§ **SET PROBLEM**
Reproduce each line exactly.

*** DATA SUPPLIED

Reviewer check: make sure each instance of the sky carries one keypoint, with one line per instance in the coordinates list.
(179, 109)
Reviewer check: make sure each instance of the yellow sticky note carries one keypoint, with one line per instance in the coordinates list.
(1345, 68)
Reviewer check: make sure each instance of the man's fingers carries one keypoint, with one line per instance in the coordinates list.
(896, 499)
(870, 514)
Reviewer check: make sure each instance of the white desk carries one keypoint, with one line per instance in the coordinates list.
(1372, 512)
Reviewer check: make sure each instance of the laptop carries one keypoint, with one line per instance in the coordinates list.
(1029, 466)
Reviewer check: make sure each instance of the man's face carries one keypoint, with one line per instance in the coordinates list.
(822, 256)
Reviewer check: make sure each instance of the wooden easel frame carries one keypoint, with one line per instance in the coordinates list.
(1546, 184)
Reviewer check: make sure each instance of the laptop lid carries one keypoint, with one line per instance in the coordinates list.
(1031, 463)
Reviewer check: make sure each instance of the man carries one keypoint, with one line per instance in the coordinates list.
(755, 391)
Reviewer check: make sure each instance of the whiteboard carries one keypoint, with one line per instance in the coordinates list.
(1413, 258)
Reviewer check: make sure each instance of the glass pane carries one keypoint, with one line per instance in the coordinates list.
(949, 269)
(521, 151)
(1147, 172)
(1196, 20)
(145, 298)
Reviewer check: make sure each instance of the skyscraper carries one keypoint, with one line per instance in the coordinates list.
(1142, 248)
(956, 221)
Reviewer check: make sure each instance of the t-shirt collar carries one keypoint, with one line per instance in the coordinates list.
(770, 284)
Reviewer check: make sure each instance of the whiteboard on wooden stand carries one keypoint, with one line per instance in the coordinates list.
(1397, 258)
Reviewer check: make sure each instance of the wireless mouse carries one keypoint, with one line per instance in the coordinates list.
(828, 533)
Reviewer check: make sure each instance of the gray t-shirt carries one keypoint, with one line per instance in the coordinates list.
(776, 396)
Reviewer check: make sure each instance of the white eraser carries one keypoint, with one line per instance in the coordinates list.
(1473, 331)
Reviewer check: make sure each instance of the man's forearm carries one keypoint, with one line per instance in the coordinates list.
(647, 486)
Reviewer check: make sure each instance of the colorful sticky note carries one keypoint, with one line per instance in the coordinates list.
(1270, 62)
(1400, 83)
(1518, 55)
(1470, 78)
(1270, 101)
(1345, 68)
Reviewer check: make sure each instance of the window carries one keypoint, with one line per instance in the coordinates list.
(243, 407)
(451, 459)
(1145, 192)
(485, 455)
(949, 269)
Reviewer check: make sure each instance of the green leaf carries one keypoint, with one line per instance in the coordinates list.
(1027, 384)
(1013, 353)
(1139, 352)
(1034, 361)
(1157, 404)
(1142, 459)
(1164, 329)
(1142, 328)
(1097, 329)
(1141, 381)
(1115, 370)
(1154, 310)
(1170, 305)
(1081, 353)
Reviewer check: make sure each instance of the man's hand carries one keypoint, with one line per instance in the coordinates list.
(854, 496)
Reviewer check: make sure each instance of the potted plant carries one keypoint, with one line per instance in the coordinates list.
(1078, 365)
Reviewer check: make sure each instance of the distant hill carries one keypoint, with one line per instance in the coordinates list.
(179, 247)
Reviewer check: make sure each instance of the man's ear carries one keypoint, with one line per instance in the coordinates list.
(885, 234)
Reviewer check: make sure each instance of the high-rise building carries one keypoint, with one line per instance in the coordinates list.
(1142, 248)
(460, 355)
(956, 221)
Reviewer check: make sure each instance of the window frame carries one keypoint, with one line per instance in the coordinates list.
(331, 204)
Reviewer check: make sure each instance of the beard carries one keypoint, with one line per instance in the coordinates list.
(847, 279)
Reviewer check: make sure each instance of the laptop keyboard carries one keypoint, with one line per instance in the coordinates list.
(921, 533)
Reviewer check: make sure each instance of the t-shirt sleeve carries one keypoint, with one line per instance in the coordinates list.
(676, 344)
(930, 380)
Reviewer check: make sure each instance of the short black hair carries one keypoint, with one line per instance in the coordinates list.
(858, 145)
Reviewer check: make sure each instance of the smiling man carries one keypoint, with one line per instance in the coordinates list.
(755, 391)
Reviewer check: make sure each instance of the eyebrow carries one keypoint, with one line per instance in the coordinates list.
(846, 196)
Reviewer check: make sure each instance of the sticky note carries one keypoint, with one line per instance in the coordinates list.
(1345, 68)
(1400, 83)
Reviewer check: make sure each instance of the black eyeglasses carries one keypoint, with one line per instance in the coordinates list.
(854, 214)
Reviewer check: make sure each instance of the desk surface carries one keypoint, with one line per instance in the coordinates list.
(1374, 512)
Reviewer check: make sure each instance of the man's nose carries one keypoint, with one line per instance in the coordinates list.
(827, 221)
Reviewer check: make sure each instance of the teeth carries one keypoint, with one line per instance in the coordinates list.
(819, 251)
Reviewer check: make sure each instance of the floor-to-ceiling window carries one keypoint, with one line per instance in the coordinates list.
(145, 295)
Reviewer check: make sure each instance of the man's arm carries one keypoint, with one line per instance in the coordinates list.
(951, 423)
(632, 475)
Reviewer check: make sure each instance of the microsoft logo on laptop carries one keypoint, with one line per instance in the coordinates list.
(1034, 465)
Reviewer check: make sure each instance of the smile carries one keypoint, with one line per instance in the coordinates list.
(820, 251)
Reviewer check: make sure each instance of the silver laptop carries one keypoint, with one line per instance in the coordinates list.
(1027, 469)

******

§ **EXERCISE SOLUTION**
Reviewer check: make sure each instance of the sky carries one keypoint, with one line per instance in the coordinates list.
(179, 109)
Reviewer check: make sure each instance of the yellow sticky note carries one keypoint, with one line per instance in the coordinates list.
(1345, 68)
Reviewer check: make sure each instance of the man's fingers carries one keypoint, with one line per instance in the coordinates list.
(896, 499)
(870, 514)
Reviewer check: make sure each instance of the white desk carries one keypoint, with one line per instance in the coordinates list.
(1372, 512)
Reviewer check: make sure each instance of the laptop carries one keypoint, with one line per instance in the coordinates list.
(1029, 466)
Reviewer check: make sure each instance of the man's face carries one keypoint, with one line per instance in the coordinates list.
(822, 256)
Reviewer check: make sure each instance of the wooden easel frame carries one keypoint, with one line per instance in the coordinates list.
(1546, 184)
Reviewer check: make sure each instance of the laptop lid carries one keypoint, with one line per instance in the coordinates list.
(1031, 463)
Reviewer check: make sure each instance of the man carries one keypoint, with one line per instance in the coordinates list.
(755, 391)
Reviewer check: make sure each instance of the whiteboard carries one keypoint, with one line per instance in the coordinates list.
(1413, 258)
Reviewer check: make sure each instance of the glass pane carries one keypoint, with one line per instance in the coordinates list.
(949, 269)
(521, 151)
(1147, 172)
(1196, 20)
(145, 298)
Reviewer check: make sure each instance of the skyscraper carries one keypoint, with one line per instance in the coordinates list.
(1142, 248)
(956, 221)
Reviewer check: make sure each instance of the t-shirt collar carries one keypoint, with one line per instance in the coordinates list.
(770, 284)
Reviewer check: make sure each instance of the whiteboard on wooden stand carries one keypoint, with one line per instance in the coordinates list.
(1397, 258)
Reviewer check: make sure each instance of the wireless mouse carries one keypoint, with one line per instance in the coordinates list.
(828, 533)
Reviewer check: make sure each instance of the gray t-shirt carries one keypoint, with one line per instance in the coordinates list.
(776, 396)
Reviewer check: make sure each instance of the white eraser carries one keypoint, with one line per instance in the coordinates list.
(1473, 331)
Reviewer check: make sure each instance of the man's forearm carries one keypoint, with one line per instance in the coordinates list.
(647, 486)
Reviewer check: make sure each instance of the colorful sticky note carries one keypoint, with one line per instance in the coordinates list.
(1270, 62)
(1400, 83)
(1518, 55)
(1470, 78)
(1270, 101)
(1345, 68)
Reviewer check: make sure each instance of the window carries one keypoint, with one line per instance in the coordinates list.
(243, 407)
(451, 459)
(1145, 192)
(485, 455)
(949, 269)
Reviewer check: make sure each instance of the green leaf carries one keypoint, with one line per instance in the coordinates list.
(1027, 384)
(1013, 353)
(1139, 352)
(1034, 361)
(1157, 404)
(1142, 459)
(1164, 329)
(1142, 328)
(1097, 329)
(1141, 381)
(1115, 370)
(1154, 310)
(1170, 305)
(1081, 353)
Reviewer check: make sure each instance of the man's hand carries one keypoint, with one line per instance in the coordinates list.
(854, 496)
Reviewer check: make sure each instance of the potted plant carries one keypoint, with one line per instance in the coordinates list.
(1078, 365)
Reviewer check: make sure each instance of the distant hill carries one keypoint, with one line per instance in the coordinates list.
(179, 247)
Reviewer check: make sure each instance of the man's ear carries one keypoint, with one line per instance in the coordinates list.
(885, 234)
Reviewer check: make sure each instance of the high-rise building carries one keypoint, with one line per instance in the coordinates list.
(1142, 248)
(460, 355)
(956, 221)
Reviewer check: make sure each instance of the window frame carries one keypoint, with one line per instance in the coordinates list.
(331, 204)
Reviewer check: make sure each instance of the beard carries one keypoint, with one line per instance in the coordinates list.
(847, 279)
Reviewer check: make sure each instance of the laptop keyboard carries one keypoint, with one line per instance in the coordinates list.
(921, 533)
Reviewer check: make sure each instance of the t-shirt sleeve carries one keypoint, with one line per instance in the coordinates list.
(676, 344)
(930, 380)
Reviewer check: make sure each instance of the short black hair carries one keypoint, with one line per instance in the coordinates list.
(858, 145)
Reviewer check: make sure each instance of the smiling man carries one keypoint, with one line per instance in the coordinates list.
(755, 391)
Reviewer check: make sure each instance of the eyebrow carries one keypoint, with one line per instance in the coordinates list.
(846, 196)
Reviewer check: make sure each instance of the sticky note carries one keypoint, with one line per instance in the coordinates list.
(1345, 68)
(1400, 83)
Reviewer check: make sure each instance of the black eyeglasses carries one keypoint, with one line per instance in the coordinates list.
(854, 214)
Reviewer check: make sure each instance of the desk surface carries one keypoint, with one line per instance in the coordinates list.
(1374, 512)
Reviewer check: make sure each instance of the man's nose carries one keypoint, with one line per instance in the coordinates list.
(827, 221)
Reviewer check: make sure each instance of the teeth carries one keypoint, with one line per instance in the coordinates list.
(819, 251)
Reviewer check: make sure each instance of the floor-to-ceiling window carries one keypoint, with one line per instance in the coordinates list.
(145, 295)
Reviewer check: make sure each instance of the man's arm carries one keypoint, with one line per instance in the coordinates list.
(951, 423)
(632, 475)
Reviewer check: make sure each instance of the microsoft logo on laptop carries one keypoint, with one line per instance in the coordinates list.
(1034, 465)
Reviewer check: make sure each instance of the smile carries one keypoint, with one line per instance in the coordinates list.
(820, 251)
Reviewer check: make sure each instance of the silver laptop carries one keypoint, with one line per instance in the coordinates list.
(1027, 469)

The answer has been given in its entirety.